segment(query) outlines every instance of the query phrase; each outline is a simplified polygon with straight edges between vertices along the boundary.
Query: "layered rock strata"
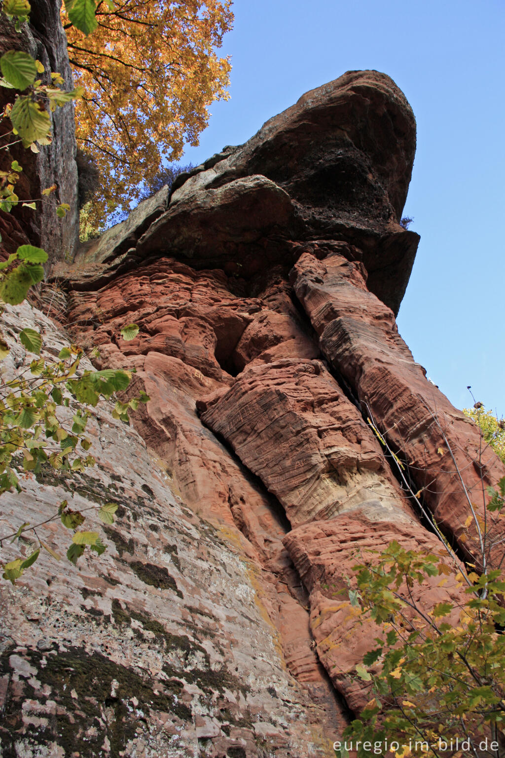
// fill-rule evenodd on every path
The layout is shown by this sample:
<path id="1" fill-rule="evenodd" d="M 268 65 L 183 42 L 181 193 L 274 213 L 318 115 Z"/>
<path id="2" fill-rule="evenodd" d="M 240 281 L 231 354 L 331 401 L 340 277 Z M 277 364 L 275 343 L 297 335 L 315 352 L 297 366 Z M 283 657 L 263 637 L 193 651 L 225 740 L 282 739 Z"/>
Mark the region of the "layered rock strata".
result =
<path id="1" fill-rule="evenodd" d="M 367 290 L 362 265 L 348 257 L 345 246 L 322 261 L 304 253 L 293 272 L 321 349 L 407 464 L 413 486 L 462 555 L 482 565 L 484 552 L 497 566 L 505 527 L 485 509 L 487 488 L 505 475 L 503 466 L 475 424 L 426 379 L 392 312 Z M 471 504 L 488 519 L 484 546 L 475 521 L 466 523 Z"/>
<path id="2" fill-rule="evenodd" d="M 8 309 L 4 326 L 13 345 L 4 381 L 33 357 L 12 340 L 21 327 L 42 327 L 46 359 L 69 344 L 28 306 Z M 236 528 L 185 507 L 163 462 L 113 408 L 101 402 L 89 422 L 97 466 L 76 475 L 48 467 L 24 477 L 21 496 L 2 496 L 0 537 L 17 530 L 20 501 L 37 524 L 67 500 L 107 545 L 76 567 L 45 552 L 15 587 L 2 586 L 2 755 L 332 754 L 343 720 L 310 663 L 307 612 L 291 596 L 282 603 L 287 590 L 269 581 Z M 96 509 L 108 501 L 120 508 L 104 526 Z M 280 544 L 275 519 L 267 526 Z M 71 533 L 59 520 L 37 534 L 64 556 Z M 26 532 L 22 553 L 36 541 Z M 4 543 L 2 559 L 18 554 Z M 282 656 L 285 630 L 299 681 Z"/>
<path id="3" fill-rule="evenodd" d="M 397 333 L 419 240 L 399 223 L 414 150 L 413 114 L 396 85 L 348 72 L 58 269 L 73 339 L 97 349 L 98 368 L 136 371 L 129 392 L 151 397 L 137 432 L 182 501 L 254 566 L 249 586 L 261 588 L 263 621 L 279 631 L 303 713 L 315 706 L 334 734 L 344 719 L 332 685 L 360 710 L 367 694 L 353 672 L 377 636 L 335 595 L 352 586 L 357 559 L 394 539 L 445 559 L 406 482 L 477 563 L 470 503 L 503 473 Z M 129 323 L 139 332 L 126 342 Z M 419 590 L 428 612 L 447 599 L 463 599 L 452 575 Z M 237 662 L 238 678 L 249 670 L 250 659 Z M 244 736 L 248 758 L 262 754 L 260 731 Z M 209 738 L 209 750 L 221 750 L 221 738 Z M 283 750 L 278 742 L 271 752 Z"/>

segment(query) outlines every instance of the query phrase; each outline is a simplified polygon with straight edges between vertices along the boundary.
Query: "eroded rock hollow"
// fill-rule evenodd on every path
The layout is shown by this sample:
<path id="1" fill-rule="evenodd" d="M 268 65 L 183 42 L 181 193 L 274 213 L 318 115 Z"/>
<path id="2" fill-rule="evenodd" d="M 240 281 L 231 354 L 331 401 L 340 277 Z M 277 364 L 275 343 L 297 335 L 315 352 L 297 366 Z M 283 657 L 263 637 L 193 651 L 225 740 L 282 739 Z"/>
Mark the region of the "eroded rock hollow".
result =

++++++++++

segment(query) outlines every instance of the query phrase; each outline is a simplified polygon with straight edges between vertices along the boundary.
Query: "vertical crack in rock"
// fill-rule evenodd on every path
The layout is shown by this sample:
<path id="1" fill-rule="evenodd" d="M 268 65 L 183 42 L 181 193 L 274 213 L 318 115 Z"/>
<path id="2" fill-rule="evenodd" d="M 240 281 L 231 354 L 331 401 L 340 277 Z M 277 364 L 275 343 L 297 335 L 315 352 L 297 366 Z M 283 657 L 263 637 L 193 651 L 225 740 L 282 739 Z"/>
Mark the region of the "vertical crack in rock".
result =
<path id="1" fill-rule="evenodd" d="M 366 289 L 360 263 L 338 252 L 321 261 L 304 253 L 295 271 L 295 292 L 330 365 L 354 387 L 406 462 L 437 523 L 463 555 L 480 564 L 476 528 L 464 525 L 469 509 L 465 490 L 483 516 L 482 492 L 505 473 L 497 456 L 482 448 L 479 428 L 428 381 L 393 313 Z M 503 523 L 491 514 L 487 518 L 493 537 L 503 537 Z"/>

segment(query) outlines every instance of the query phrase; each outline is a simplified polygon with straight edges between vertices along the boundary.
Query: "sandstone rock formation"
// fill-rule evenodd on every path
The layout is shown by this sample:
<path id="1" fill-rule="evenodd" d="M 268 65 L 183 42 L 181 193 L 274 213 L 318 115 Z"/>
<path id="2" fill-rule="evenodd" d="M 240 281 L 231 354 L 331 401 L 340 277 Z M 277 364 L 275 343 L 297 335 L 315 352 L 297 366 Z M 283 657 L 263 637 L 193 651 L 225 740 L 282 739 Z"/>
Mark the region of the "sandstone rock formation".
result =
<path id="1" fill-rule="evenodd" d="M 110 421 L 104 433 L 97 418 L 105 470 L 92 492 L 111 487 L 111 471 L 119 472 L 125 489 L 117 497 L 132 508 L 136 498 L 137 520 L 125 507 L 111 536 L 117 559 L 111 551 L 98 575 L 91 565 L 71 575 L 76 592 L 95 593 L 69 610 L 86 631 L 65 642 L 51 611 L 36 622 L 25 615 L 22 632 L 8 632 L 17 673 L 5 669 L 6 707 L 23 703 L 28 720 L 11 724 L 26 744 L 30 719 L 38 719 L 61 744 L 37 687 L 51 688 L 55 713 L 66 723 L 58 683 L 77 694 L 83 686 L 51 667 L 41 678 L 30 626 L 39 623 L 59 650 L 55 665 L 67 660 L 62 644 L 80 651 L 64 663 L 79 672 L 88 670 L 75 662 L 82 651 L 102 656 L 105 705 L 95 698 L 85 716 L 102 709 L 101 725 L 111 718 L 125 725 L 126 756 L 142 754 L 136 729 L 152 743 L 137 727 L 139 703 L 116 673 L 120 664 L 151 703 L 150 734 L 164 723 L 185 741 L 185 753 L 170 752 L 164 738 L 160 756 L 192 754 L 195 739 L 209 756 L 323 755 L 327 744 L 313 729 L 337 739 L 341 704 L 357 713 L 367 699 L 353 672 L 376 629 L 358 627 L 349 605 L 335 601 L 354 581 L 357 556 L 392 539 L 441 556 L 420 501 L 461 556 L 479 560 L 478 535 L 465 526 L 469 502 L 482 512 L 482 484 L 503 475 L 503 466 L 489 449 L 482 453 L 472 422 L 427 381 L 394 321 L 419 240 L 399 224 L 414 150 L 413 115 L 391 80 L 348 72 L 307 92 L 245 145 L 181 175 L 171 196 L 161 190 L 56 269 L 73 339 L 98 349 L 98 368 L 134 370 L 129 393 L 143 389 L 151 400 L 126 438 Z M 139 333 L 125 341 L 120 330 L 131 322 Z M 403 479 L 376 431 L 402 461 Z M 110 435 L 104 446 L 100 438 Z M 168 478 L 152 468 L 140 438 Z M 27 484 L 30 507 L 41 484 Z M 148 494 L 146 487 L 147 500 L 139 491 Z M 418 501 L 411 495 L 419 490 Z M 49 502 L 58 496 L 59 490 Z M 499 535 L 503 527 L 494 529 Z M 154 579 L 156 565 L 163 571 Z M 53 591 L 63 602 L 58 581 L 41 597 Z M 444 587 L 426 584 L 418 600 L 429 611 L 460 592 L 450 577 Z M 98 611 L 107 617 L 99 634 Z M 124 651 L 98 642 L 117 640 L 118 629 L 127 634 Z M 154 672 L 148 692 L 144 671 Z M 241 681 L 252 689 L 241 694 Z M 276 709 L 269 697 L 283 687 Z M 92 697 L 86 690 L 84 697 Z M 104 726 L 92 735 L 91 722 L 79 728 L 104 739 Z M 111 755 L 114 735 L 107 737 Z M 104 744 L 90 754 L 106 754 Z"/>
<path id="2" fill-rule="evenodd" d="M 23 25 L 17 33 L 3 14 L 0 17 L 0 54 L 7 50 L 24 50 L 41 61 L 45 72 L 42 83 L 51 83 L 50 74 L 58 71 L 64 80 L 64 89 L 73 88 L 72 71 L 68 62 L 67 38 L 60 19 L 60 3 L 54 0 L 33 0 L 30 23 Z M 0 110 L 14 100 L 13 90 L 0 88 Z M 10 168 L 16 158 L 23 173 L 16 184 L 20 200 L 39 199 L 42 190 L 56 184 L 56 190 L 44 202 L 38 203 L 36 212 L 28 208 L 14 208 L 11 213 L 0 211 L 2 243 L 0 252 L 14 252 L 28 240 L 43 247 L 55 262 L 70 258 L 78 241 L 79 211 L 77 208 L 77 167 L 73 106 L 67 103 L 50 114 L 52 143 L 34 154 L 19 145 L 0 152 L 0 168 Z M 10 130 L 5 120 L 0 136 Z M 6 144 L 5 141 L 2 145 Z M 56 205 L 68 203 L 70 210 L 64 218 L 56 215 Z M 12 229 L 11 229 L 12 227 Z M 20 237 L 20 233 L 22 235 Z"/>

++++++++++

#### [WHAT TO WORK ON]
How many lines in the listing above contain the string "formation"? Reply with the number alone.

#### [COMPLETE RESPONSE]
2